Dataset extract.
■ ■ ■ ■ ■

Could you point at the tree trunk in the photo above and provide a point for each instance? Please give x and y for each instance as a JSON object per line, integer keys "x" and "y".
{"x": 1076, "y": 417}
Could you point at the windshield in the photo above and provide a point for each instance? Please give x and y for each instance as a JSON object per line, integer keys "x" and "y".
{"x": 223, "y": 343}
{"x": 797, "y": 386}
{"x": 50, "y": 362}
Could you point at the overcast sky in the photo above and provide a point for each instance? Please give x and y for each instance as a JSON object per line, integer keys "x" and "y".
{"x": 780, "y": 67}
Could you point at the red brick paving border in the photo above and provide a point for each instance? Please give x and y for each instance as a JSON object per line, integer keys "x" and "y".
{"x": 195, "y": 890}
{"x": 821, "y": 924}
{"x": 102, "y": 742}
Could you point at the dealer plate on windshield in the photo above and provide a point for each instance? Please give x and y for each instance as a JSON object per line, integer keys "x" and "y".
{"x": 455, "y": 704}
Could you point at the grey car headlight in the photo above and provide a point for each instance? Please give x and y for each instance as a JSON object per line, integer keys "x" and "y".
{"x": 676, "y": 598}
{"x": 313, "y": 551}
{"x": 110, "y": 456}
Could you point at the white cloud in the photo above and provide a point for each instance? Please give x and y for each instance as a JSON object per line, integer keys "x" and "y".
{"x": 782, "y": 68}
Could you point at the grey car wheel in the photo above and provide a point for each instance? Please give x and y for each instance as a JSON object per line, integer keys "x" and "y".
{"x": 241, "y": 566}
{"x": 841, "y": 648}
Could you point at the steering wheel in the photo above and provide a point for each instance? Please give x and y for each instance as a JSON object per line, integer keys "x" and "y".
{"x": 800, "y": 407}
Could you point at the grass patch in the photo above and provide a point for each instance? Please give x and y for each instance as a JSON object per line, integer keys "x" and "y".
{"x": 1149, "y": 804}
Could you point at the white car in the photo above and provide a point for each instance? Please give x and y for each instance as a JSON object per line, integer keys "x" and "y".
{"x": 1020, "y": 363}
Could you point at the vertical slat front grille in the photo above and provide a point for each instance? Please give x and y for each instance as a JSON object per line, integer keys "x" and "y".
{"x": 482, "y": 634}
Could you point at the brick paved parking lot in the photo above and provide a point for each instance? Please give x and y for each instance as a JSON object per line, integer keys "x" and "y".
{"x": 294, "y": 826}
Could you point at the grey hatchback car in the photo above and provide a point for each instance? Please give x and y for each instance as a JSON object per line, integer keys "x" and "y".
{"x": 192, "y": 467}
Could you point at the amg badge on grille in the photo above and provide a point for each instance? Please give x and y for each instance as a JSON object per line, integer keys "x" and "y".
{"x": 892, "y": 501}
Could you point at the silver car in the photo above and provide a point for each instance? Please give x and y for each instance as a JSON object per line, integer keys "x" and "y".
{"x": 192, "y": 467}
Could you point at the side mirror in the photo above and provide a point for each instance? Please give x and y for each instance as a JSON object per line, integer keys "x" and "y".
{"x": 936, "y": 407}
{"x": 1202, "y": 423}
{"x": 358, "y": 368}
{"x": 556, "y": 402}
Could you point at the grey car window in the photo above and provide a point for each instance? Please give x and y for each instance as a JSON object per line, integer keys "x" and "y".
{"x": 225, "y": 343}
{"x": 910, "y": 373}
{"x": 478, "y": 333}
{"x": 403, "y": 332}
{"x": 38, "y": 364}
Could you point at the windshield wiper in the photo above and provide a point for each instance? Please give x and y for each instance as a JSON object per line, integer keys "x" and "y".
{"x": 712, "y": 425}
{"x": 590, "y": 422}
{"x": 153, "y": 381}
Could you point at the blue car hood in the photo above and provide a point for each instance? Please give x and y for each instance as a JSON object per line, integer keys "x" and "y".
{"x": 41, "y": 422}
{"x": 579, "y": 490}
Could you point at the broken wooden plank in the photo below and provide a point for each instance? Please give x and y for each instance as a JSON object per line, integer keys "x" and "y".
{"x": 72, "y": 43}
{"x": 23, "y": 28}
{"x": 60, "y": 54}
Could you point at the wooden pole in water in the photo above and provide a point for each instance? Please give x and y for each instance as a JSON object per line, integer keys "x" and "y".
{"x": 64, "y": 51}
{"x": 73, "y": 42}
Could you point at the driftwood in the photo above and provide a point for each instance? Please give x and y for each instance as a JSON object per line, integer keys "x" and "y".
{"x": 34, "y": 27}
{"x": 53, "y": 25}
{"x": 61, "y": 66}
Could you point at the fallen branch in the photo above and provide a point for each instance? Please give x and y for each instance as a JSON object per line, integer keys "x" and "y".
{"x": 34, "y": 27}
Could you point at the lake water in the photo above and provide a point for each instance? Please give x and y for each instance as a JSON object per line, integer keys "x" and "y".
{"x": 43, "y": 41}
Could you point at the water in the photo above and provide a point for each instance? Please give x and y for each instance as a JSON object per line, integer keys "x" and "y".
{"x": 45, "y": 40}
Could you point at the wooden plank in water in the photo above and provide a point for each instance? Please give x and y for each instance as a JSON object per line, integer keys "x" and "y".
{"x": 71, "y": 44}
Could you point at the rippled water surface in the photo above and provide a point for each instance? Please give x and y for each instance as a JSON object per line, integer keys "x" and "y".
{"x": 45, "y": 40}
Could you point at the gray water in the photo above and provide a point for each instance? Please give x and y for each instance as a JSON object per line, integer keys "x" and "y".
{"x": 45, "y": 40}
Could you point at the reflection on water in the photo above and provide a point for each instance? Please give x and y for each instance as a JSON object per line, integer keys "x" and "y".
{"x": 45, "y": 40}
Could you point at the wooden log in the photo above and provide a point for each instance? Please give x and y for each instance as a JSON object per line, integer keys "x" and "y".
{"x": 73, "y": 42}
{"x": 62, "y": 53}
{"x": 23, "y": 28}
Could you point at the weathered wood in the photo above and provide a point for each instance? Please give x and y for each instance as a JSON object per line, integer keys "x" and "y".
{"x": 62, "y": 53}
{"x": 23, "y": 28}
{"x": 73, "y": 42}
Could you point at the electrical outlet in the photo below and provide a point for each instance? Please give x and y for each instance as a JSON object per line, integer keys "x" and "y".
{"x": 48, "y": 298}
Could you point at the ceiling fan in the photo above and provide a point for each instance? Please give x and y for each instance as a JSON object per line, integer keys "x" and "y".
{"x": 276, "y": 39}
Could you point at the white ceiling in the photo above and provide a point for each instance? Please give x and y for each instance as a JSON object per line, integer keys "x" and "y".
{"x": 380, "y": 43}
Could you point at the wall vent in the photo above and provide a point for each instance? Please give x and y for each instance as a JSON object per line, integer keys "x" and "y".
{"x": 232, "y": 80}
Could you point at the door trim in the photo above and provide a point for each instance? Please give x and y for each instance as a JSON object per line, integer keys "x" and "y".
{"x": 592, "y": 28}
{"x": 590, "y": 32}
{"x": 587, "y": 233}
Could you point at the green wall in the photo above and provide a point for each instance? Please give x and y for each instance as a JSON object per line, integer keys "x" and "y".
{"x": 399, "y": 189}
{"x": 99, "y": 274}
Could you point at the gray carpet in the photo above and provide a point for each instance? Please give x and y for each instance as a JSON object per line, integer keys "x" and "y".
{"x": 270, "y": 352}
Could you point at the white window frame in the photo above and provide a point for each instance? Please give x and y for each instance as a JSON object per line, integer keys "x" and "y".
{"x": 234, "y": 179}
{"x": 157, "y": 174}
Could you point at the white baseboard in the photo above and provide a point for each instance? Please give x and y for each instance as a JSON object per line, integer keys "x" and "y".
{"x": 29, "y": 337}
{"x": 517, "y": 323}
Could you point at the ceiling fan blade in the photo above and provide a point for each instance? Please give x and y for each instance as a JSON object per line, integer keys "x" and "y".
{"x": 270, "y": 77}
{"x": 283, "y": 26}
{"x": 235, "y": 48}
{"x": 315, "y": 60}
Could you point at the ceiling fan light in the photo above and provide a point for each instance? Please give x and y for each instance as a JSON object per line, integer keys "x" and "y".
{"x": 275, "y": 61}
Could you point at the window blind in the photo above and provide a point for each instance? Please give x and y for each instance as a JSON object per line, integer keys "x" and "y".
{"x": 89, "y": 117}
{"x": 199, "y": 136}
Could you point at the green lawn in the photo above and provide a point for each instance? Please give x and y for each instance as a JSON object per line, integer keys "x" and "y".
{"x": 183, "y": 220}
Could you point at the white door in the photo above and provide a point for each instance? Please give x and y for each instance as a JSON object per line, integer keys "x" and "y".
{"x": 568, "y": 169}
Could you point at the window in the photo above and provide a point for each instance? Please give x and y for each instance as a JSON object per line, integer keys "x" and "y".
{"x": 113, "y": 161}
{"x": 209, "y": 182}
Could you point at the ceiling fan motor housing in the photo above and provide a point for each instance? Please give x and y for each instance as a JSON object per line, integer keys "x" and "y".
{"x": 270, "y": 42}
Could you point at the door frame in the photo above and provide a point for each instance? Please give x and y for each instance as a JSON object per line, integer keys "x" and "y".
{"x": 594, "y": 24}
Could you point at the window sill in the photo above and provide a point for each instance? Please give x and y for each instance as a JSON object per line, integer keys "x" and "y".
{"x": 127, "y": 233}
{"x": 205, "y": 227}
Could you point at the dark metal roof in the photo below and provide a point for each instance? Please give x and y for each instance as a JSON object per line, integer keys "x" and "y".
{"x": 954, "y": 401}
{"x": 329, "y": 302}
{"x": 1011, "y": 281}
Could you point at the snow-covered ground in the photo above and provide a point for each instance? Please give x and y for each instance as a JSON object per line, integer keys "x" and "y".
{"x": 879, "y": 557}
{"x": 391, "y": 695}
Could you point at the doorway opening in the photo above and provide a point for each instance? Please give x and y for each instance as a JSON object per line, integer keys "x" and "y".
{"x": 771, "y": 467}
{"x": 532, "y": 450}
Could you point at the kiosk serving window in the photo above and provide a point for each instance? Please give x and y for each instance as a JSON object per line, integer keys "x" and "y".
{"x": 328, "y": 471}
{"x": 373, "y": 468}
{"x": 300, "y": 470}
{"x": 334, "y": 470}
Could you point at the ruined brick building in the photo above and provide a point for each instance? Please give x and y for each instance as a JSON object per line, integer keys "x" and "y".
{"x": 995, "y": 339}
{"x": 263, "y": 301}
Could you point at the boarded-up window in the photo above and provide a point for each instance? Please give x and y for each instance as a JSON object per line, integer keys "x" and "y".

■ ■ ■ ■ ■

Short exercise. Copy verbatim the lines of the material above, starting with the line that contains "Could you point at the dark" and continuing through the last line of the material, including both of those lines.

The output.
Could you point at the dark metal roof in the photo below and provide a point for each instance? Please give x and y for each instance as a JSON object per line, integer keys "x" and "y".
{"x": 954, "y": 401}
{"x": 329, "y": 302}
{"x": 1011, "y": 281}
Could you point at the snow-covered ground in the photo above and provide a point for each instance? Please give x and y for each instance as a JSON object per line, integer keys "x" and "y".
{"x": 879, "y": 557}
{"x": 391, "y": 695}
Could you point at the doorway opening in the photo above and provide a point for each instance? Please give x and y for each instance as a JSON object per line, integer keys "x" and "y".
{"x": 771, "y": 467}
{"x": 532, "y": 450}
Could you point at the kiosk serving window in the photo above and provide a point for each instance? Please give x and y for each instance as a JSON object per line, integer keys "x" and "y".
{"x": 328, "y": 471}
{"x": 373, "y": 468}
{"x": 300, "y": 470}
{"x": 334, "y": 470}
Could you point at the ruined brick building in the photo above and provide a point for each instance? Please give x and y for each instance as a JSON object per line, integer keys "x" and "y".
{"x": 995, "y": 339}
{"x": 263, "y": 301}
Could you point at the boarded-up window in the photo above and provide a point for each instance? Please give x and y for each instance as a JSON object per line, integer keys "x" and "y".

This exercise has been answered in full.